>> Start
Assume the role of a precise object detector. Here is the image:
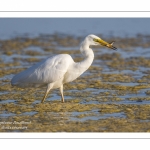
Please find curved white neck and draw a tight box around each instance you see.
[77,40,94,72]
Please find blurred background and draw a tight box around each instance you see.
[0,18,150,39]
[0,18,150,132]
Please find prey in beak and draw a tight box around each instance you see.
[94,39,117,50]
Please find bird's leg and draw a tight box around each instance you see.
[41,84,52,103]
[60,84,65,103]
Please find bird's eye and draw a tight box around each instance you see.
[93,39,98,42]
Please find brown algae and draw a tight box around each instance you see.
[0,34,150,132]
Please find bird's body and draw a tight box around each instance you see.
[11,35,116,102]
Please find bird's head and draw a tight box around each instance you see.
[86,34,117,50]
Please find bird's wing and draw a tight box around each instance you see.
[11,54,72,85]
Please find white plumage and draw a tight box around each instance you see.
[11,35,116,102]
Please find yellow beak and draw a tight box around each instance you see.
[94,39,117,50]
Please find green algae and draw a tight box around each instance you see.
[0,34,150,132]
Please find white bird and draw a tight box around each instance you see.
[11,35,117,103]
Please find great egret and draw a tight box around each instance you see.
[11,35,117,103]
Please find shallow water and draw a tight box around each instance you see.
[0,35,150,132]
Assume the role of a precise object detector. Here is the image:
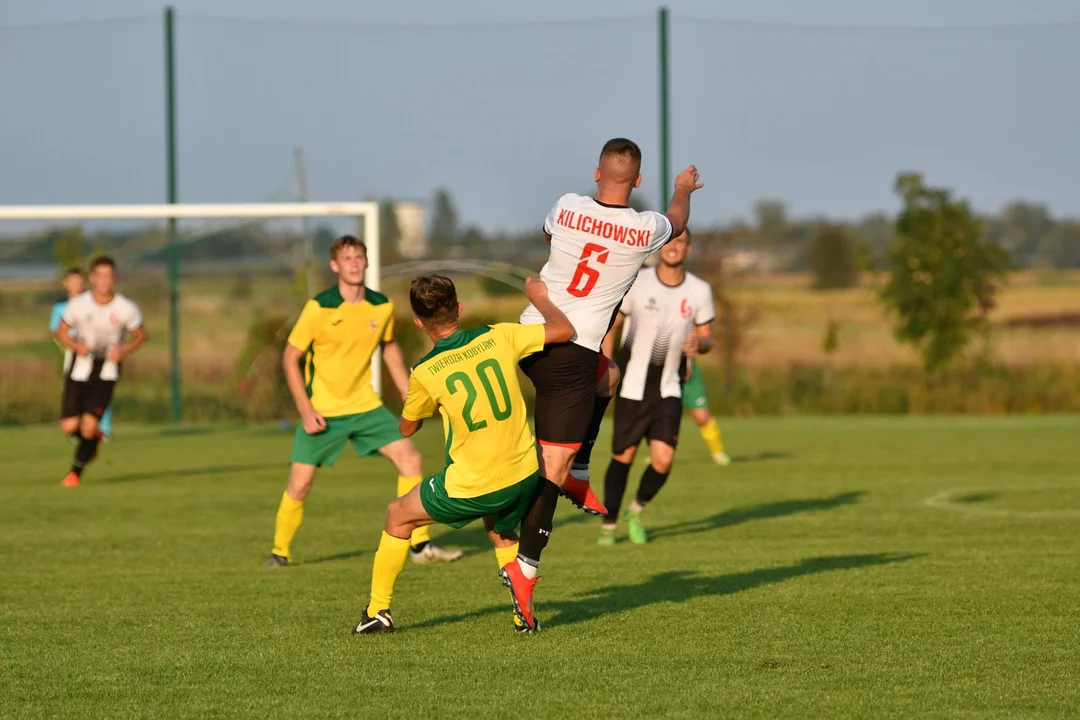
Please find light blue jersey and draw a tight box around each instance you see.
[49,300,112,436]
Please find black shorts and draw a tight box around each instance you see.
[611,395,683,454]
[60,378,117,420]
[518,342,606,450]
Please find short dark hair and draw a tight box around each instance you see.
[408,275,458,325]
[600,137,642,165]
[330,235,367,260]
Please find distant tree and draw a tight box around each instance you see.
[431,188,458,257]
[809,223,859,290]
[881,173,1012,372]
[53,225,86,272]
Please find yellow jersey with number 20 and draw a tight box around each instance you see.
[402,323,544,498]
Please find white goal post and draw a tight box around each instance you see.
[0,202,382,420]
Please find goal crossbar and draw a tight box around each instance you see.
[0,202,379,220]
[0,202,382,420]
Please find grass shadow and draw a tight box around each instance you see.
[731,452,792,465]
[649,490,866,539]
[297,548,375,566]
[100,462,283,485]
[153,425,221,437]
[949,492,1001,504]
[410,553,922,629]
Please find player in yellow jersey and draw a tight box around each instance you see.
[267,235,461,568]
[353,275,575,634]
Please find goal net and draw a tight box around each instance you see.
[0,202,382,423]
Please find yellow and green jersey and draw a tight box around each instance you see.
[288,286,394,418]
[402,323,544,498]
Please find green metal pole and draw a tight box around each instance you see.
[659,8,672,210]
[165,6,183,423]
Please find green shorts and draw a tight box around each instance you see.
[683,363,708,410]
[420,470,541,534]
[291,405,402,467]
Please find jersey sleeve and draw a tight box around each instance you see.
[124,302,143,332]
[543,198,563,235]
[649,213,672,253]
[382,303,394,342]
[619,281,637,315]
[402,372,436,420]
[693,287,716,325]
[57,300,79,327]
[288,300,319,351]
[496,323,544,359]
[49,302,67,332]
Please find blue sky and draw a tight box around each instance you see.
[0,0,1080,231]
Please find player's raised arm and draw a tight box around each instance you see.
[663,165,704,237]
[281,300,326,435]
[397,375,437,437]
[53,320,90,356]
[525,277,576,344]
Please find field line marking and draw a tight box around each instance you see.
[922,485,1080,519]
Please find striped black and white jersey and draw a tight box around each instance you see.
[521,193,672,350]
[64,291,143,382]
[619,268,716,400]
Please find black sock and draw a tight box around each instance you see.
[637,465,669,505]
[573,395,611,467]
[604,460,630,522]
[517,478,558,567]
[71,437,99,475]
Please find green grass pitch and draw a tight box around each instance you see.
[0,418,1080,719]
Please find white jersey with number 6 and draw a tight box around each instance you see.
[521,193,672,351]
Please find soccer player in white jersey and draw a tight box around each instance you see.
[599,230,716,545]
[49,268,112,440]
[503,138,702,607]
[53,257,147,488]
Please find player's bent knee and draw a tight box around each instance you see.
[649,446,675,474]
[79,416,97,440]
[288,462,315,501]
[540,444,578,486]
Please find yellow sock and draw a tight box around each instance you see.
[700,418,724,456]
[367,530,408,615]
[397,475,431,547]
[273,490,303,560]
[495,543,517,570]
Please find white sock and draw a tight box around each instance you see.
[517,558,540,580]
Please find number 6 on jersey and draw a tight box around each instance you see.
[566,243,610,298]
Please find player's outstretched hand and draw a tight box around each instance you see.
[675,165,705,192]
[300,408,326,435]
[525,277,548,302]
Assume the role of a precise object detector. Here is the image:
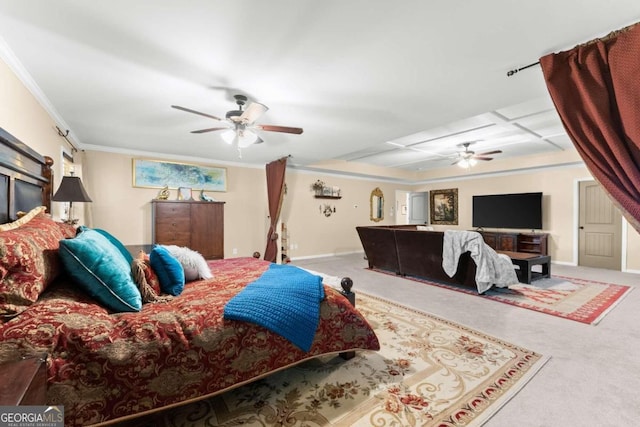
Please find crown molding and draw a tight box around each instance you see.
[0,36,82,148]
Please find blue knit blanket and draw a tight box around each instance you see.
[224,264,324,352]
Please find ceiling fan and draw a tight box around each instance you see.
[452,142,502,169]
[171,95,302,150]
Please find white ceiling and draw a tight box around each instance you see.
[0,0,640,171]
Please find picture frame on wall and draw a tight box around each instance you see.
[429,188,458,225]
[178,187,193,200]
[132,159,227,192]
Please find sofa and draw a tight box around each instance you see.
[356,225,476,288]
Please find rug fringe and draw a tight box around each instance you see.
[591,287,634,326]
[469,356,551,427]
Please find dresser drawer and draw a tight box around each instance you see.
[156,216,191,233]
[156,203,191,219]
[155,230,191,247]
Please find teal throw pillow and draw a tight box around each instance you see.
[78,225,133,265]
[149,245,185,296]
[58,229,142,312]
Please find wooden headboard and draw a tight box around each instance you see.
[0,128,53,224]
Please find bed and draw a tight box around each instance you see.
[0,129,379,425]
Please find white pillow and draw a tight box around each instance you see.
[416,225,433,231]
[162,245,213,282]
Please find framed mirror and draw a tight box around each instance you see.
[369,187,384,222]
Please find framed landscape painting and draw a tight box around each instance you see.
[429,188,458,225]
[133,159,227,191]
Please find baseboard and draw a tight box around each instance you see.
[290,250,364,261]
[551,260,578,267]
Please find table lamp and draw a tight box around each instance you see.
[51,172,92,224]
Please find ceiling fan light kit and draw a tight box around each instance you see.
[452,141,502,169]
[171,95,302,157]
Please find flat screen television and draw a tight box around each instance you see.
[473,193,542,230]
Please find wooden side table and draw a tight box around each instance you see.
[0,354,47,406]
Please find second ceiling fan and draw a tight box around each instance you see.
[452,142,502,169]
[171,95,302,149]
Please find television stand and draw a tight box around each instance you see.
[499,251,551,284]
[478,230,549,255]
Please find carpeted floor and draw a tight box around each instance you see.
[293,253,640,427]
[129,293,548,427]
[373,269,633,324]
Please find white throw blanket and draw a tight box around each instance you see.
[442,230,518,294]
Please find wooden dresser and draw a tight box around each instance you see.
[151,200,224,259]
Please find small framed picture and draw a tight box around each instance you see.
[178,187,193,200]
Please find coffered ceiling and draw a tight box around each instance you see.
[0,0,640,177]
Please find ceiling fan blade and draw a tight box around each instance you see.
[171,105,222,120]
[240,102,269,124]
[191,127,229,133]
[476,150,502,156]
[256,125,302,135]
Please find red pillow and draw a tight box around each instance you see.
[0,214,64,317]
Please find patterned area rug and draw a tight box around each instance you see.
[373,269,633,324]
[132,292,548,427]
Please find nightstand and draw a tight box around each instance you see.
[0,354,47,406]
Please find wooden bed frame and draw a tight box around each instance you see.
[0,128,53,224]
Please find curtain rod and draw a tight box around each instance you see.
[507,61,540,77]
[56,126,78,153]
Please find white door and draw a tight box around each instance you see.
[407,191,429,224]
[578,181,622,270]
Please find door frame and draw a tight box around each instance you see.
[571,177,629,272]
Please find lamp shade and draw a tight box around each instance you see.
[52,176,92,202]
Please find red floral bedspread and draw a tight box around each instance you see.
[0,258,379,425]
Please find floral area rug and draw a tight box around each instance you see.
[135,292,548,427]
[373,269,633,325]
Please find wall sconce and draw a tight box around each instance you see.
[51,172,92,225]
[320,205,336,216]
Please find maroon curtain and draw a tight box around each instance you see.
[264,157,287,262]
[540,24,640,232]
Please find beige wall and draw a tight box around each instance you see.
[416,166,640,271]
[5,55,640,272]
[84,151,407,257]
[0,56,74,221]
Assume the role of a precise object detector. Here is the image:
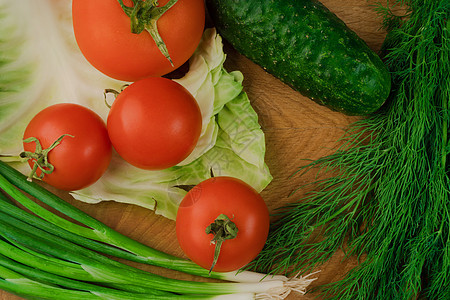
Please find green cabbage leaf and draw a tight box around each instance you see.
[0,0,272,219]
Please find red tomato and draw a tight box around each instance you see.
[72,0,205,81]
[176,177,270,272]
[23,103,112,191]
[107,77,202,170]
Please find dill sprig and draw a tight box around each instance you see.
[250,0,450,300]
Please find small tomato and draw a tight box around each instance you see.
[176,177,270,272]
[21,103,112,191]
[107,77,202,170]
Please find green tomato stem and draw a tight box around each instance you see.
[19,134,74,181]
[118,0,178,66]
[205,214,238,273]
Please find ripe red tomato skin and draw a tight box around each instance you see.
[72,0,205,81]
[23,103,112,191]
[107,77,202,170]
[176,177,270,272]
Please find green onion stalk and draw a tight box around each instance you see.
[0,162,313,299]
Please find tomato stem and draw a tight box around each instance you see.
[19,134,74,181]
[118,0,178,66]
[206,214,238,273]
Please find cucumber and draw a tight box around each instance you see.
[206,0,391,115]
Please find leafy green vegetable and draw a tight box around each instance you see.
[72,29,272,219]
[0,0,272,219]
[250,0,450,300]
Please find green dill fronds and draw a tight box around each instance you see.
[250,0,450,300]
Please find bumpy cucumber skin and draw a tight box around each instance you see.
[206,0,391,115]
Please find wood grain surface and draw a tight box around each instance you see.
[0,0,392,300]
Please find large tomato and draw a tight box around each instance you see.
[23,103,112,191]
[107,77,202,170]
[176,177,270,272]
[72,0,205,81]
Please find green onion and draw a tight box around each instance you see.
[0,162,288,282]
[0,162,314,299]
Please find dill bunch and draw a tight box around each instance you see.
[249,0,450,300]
>> End
>> Start
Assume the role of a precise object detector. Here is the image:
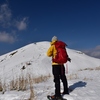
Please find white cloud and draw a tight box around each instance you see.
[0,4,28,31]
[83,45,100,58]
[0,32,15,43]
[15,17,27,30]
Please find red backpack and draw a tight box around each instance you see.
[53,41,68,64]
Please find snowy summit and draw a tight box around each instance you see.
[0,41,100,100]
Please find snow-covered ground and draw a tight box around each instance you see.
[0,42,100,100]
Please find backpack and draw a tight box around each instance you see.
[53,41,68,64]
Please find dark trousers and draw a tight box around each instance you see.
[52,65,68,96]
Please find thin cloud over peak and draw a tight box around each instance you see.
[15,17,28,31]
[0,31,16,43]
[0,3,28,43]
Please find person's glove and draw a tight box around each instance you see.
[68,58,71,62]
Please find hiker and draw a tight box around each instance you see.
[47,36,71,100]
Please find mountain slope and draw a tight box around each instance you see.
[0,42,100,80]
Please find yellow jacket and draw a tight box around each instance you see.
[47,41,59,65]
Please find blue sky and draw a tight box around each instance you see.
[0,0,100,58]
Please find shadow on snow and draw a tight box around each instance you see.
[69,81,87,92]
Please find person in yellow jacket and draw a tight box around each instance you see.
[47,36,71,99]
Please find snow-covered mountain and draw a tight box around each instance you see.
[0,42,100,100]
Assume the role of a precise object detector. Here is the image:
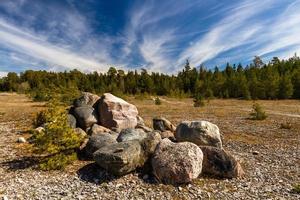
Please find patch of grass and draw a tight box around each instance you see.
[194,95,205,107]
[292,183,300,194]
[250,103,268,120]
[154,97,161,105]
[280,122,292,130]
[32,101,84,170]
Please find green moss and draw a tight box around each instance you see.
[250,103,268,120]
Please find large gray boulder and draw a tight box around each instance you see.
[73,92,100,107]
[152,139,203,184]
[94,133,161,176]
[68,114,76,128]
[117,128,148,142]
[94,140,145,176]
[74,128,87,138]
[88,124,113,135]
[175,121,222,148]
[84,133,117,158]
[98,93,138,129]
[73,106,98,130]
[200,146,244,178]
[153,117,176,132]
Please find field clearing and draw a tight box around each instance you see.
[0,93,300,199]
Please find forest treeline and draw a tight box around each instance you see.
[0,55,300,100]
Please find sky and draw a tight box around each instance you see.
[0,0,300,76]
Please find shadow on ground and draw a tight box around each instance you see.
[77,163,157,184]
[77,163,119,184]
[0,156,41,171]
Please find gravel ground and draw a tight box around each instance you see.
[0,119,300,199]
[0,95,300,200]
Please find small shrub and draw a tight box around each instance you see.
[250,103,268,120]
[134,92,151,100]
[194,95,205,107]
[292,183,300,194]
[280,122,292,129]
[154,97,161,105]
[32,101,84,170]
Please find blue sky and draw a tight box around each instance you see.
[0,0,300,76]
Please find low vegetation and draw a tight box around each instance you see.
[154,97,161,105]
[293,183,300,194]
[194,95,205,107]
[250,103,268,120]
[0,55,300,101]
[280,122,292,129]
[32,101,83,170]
>> End
>> Start
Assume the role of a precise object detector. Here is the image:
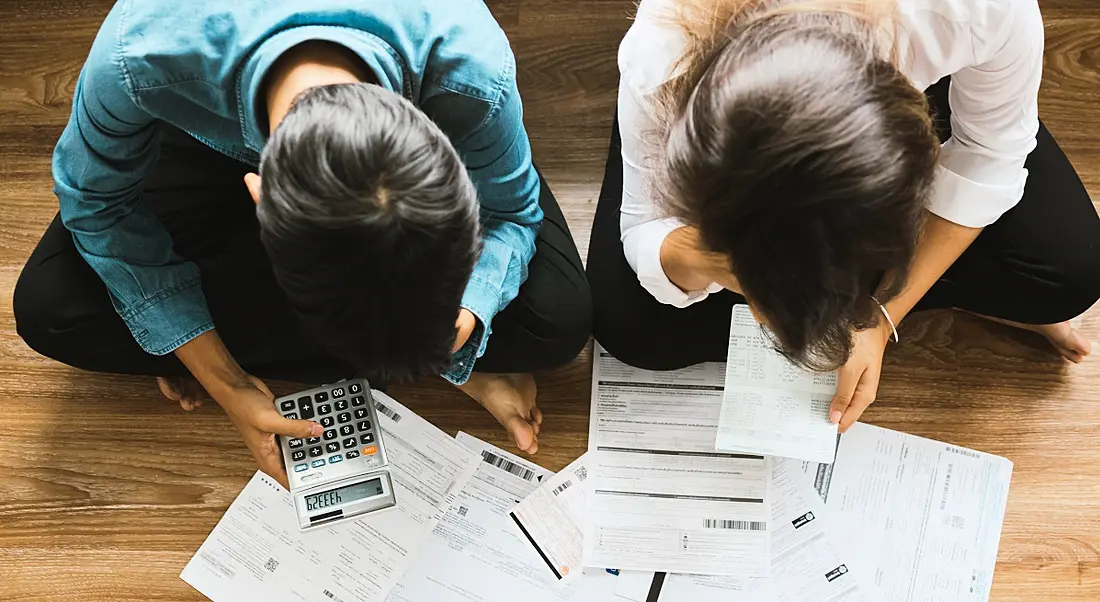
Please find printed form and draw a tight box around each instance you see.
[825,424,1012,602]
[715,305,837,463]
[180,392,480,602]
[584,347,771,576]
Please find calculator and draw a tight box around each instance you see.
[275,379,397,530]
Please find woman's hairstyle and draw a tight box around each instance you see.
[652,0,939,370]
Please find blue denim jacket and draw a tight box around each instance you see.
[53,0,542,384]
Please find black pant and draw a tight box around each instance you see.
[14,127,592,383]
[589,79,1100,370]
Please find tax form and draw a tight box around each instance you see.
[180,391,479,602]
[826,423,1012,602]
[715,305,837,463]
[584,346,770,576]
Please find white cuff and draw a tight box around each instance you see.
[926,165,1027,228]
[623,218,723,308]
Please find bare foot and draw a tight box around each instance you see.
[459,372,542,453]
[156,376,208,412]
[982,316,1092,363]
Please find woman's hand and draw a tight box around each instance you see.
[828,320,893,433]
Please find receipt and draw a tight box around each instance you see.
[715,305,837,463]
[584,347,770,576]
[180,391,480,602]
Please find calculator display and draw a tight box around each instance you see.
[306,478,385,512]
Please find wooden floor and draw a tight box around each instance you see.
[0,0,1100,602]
>> End
### SHORT TASK:
Copy the data from the line with "Please find bumpy" to the line with "[249,0,450,300]", swapping "large tomato" for "ripe tomato" and leaving everything else unchanged.

### SOLUTION FOR THIS TASK:
Please find bumpy cucumber skin and draw a tight box around each instance you see.
[206,0,391,115]
Please find wood grain surface and draw a tight box around each instance you see.
[0,0,392,300]
Please find ripe tomato and draw a tight box around each instance you see.
[23,103,112,191]
[107,77,202,170]
[176,177,270,272]
[72,0,205,81]
Please find green onion and draw a tight box around each instance you see.
[0,162,288,282]
[0,162,314,299]
Please find dill bunch and draw a tight box around each instance you see.
[249,0,450,300]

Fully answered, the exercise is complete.